──────── DOCUMENT SECTION

Rethink Church: 'Mind-popping'

By Susan Passi-Klaus

It took the Rev. Lance Carrithers just five minutes to respond to an electronic Facebook post paging "excitees" willing to share their thoughts on The United Methodist Church's new awareness campaign -- Rethink Church. The senior pastor at First United Methodist Church  in Dodge City, Kan., has been hooked on the notion of rethinking church ever since he read an introductory article in Interpreter in January.

"It didn't sound like a media campaign," says the enthusiastic pastor. "Instead, it was a new vision and a call for the people called Methodists."

Within weeks of reading the article, Carrithers called his staff together to brainstorm how they could Rethink Church with the 1,000-member congregation whose mission is "seeking to create opportunities for people to encounter Christ."

"We used to think (that) meant we should create those opportunities right here in our building on Sundays and Wednesdays, and get as many people here in our building as possible. With Rethink Church, there's an entire reinvention," he said. "Now we're committed to using Rethink Church to give new thought to who we are and what we do as a church" in the community of 30,000 where the population has shifted from majority Anglo to majority Hispanic.

It didn't take long for Carrithers and his staff to get the ball rolling. The first step took place when the church's high school Sunday school class moved to a neighborhood coffee shop. The music-oriented class now starts at 11 a.m., rather than 9:45, to accommodate teenagers' sleeping habits.

────────────────

● WORK TO DO:
Please answer from the Rethink Church article: where did the high school Sunday school class at First United Methodist Church in Dodge City move?

──────── RECORDS SUPPLIED

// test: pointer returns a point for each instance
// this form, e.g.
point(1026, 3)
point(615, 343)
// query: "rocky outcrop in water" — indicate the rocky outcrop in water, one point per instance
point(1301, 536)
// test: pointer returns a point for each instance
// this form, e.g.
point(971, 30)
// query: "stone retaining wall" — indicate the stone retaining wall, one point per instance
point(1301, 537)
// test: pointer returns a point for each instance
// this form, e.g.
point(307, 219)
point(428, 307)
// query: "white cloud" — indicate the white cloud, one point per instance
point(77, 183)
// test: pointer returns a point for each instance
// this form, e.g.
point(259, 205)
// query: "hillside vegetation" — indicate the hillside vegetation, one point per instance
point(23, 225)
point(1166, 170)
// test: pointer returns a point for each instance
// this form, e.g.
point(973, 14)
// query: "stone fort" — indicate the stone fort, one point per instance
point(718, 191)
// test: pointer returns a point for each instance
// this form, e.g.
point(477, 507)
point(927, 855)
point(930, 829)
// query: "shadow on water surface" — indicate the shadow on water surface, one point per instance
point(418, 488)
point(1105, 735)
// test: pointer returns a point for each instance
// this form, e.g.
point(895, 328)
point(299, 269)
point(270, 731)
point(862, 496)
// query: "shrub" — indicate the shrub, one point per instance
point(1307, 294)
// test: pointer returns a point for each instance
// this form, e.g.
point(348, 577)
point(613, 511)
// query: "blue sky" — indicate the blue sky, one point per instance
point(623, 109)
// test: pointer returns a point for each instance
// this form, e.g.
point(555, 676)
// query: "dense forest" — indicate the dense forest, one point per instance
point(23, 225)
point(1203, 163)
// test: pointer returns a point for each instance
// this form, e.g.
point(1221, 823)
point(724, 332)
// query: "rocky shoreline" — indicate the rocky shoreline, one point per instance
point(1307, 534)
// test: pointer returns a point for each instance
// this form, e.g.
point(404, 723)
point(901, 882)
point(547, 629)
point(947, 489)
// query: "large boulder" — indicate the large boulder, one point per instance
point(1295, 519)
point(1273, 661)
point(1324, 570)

────────────────

● REPLY:
To a neighborhood coffee shop.